** START OF PASSAGE SHOWN **

Memory Management¶

Cassandra uses multiple memory regions: JVM heap, off-heap native memory, and OS page cache. Understanding how Cassandra allocates memory across these regions is essential for capacity planning and performance tuning.

For JVM configuration and garbage collection tuning, see JVM.

Memory Architecture¶

Heap Components¶

The JVM heap holds Cassandra's managed data structures. These are subject to garbage collection.

Component	Description	Configuration
Memtables	In-memory write buffer per table	`memtable_heap_space_in_mb`
Key Cache	Maps partition keys to SSTable offsets	`key_cache_size_in_mb`
Row Cache	Caches entire rows (use sparingly)	`row_cache_size_in_mb`
Partition Summary	Sampled index (pre-4.0 only)	`min_index_interval`

Memtables¶

Memtables buffer writes before flushing to SSTables. Each table has one active memtable.

# cassandra.yaml

# Total heap space for memtables across all tables
memtable_heap_space_in_mb: 4096

# Flush threshold (fraction of memtable space)
memtable_cleanup_threshold: 0.11

Memtable Sizing

Larger memtables reduce flush frequency but increase memory pressure. For write-heavy workloads, consider off-heap memtables.

Key Cache¶

The key cache stores partition key to SSTable offset mappings, eliminating partition index lookups for frequently accessed partitions.

# cassandra.yaml

# Key cache size (default: min of 5% heap or 100MB)
key_cache_size_in_mb: 100

# Save interval (0 disables saving)
key_cache_save_period: 14400

# Keys to save (empty = all)
key_cache_keys_to_save:

Row Cache¶

The row cache stores entire rows. It can dramatically improve read performance for frequently accessed rows but consumes significant heap space and can cause GC pressure.

# cassandra.yaml

# Disabled by default (0)
row_cache_size_in_mb: 0

# Save interval
row_cache_save_period: 0

Row Cache Caution

Row cache is disabled by default for good reason. Enable only for specific tables with read-heavy, rarely-updated data. Consider the key cache or OS page cache first.

Off-Heap Memory¶

Off-heap memory is native memory allocated outside the JVM heap. It is not subject to garbage collection, eliminating GC pauses for these structures.

Why Off-Heap Memory Matters for Databases¶

Garbage collection is the primary source of latency variability in Java applications. For databases like Cassandra, GC pauses directly translate to:

Query latency spikes: A 500ms GC pause means 500ms added to every in-flight query
Coordinator timeouts: Other nodes may mark a pausing node as unresponsive
Cluster instability: Gossip failures during long pauses can trigger unnecessary node replacements

The fundamental problem is that GC pause duration scales with heap size and object count. A database handling millions of partitions with gigabytes of cached data will have longer GC pauses than a simple web application.

Off-heap memory solves this by removing large, long-lived data structures from GC's responsibility entirely. The GC only sees a small pointer to the off-heap region, not the gigabytes of data stored there.

What is Off-Heap Memory?¶

The JVM manages two distinct memory regions:

Heap memory: Managed by the garbage collector. Objects are allocated here by default. When objects are no longer referenced, the GC reclaims the memory during collection cycles, which can cause application pauses.

** END OF PASSAGE SHOWN **

- [GOAL A]: Reproduce the entries from their first line through the line containing "pixel 211 152", both ends included, substituting "Label" for each occurrence of "Target" and changing nothing else. Leave out the pictures.

** START OF DATASET ENTRIES **

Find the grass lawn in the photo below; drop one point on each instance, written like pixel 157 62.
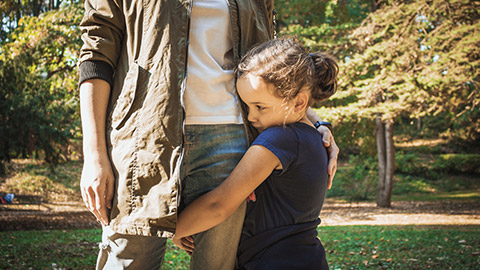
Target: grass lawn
pixel 348 247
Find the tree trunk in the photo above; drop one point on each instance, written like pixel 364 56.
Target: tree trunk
pixel 386 161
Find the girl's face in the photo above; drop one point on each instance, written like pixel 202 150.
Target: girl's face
pixel 264 108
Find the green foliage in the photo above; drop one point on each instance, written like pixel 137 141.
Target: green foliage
pixel 416 59
pixel 355 180
pixel 321 25
pixel 401 247
pixel 437 165
pixel 38 91
pixel 462 163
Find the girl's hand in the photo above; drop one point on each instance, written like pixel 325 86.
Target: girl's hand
pixel 332 150
pixel 185 243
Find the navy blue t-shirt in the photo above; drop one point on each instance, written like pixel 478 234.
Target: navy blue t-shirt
pixel 280 227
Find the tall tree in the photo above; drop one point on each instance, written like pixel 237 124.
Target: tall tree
pixel 38 91
pixel 413 59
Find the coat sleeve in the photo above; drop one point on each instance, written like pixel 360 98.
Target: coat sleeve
pixel 103 29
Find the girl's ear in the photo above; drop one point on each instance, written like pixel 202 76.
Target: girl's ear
pixel 301 101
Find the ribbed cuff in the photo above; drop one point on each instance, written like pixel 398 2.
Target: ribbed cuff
pixel 95 70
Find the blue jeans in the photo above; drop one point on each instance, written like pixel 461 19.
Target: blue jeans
pixel 211 152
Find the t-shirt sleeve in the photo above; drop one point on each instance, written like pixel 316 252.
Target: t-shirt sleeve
pixel 282 142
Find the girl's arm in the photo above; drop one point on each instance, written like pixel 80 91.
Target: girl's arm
pixel 217 205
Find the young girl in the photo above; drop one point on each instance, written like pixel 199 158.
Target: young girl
pixel 286 165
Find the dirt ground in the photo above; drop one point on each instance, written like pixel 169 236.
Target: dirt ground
pixel 73 215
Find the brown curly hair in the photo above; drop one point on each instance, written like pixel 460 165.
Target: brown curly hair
pixel 286 64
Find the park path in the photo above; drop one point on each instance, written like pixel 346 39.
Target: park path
pixel 73 215
pixel 335 213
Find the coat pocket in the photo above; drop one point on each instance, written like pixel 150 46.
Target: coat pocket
pixel 123 107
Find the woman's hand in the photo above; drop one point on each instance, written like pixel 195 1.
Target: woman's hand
pixel 96 185
pixel 332 150
pixel 185 243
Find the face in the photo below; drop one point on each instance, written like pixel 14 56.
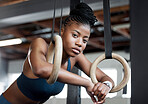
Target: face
pixel 75 37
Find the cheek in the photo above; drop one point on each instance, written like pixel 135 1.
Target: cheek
pixel 84 46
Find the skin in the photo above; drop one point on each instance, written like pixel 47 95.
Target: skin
pixel 75 36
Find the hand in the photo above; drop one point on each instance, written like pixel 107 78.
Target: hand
pixel 89 90
pixel 100 91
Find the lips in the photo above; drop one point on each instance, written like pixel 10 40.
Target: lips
pixel 76 50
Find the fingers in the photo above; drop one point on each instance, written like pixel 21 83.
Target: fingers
pixel 100 91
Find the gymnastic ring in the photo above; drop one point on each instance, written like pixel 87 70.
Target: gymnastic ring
pixel 57 47
pixel 122 61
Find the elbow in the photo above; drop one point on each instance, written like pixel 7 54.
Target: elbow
pixel 41 72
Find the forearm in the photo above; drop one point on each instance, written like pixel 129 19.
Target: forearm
pixel 71 78
pixel 63 76
pixel 107 78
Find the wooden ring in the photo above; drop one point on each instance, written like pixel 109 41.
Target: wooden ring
pixel 121 60
pixel 57 57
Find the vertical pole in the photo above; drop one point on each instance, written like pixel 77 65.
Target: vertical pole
pixel 74 92
pixel 3 73
pixel 139 51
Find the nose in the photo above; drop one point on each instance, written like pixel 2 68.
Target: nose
pixel 79 42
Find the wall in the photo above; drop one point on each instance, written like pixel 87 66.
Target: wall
pixel 16 66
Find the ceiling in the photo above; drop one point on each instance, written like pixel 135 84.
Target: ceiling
pixel 29 19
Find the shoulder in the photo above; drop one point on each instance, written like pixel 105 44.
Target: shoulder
pixel 80 57
pixel 39 44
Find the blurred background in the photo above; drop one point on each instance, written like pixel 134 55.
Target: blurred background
pixel 21 21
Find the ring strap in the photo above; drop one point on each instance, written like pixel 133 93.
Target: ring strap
pixel 107 30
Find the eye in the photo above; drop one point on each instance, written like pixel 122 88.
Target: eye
pixel 85 41
pixel 75 35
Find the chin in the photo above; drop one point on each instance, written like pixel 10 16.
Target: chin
pixel 73 54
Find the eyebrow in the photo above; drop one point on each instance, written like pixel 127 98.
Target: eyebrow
pixel 80 33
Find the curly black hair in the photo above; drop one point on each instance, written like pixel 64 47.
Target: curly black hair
pixel 81 14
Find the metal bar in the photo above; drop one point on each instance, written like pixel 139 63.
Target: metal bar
pixel 74 92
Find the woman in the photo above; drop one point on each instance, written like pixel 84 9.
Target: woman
pixel 31 86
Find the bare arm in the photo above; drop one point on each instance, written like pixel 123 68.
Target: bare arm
pixel 85 65
pixel 41 68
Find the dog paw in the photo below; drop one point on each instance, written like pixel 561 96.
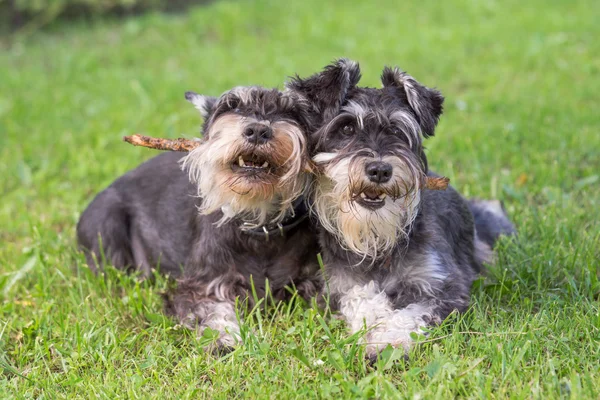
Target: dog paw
pixel 379 339
pixel 223 340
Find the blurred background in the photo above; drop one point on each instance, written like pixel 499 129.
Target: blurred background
pixel 521 123
pixel 521 81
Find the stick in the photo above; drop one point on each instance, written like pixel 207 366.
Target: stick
pixel 440 183
pixel 162 144
pixel 181 144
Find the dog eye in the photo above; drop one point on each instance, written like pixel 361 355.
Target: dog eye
pixel 348 129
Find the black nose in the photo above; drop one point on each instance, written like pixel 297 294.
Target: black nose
pixel 379 172
pixel 258 133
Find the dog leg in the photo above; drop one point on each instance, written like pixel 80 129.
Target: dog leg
pixel 367 306
pixel 200 306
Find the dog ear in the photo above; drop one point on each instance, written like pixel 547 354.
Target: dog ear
pixel 204 104
pixel 426 103
pixel 327 90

** END OF DATASET ENTRIES **

- [GOAL B]: Pick up the text on Cassandra memory management at the point where it stops and continue it.

- [ANSWER A]:
Find the grass lawn in the photo below; drop one point on each instance, written like pixel 157 62.
Label: grass lawn
pixel 348 247
Find the tree trunk in the photo above; drop one point on each instance, written like pixel 364 56.
Label: tree trunk
pixel 386 161
Find the girl's face in the photo above; drop one point on each instance, written like pixel 202 150.
Label: girl's face
pixel 264 108
Find the green foliage in the photo above; drop one point on each instance, written like pixel 137 141.
Label: green foliage
pixel 416 59
pixel 355 180
pixel 321 25
pixel 401 247
pixel 437 165
pixel 38 91
pixel 462 163
Find the girl's hand in the photo above; drop one point on each instance, written like pixel 325 86.
Label: girl's hand
pixel 332 150
pixel 185 243
Find the navy blue t-shirt in the photo above; drop one point on each instance, written like pixel 478 234.
Label: navy blue t-shirt
pixel 280 227
Find the tall tree in the photo above; drop one point on each instance, written like pixel 237 124.
Label: tall tree
pixel 38 91
pixel 413 59
Find the coat sleeve in the photo above; drop one point on each instance, written like pixel 360 98.
Label: coat sleeve
pixel 103 29
Find the girl's ear in the photo above; drop one point on each instance, written like pixel 202 76.
Label: girl's ear
pixel 301 101
Find the ribbed cuff in the photo above; drop one point on each instance, written like pixel 398 2.
Label: ribbed cuff
pixel 95 70
Find the blue jeans in the photo above; drop one point on each instance, written like pixel 461 19.
Label: blue jeans
pixel 211 152

- [ANSWER B]:
Off-heap (native) memory: Allocated directly from the operating system, bypassing the JVM's garbage collector. The application is responsible for explicitly allocating and freeing this memory. No GC pauses occur for off-heap allocations.

How Java Accesses Off-Heap Memory¶

Java provides several mechanisms for allocating and accessing memory outside the heap:

1. Direct ByteBuffers (ByteBuffer.allocateDirect())

The standard Java API for off-heap memory allocation. Direct buffers allocate memory outside the heap and are commonly used for I/O operations.

// Allocate 1MB of off-heap memory
ByteBuffer buffer = ByteBuffer.allocateDirect(1024 * 1024);

// Write data
buffer.putInt(42);
buffer.putLong(System.currentTimeMillis());

// Read data
buffer.flip();
int value = buffer.getInt();

Memory is allocated via malloc() in native code
Buffer object on heap tracks the native memory address
Memory is freed when the ByteBuffer is garbage collected (via a Cleaner)
Can also be explicitly freed in Java 9+ via sun.misc.Unsafe or the Foreign Memory API

2. sun.misc.Unsafe (Internal API)

Provides low-level, direct memory access with no bounds checking. Used by high-performance libraries including Cassandra.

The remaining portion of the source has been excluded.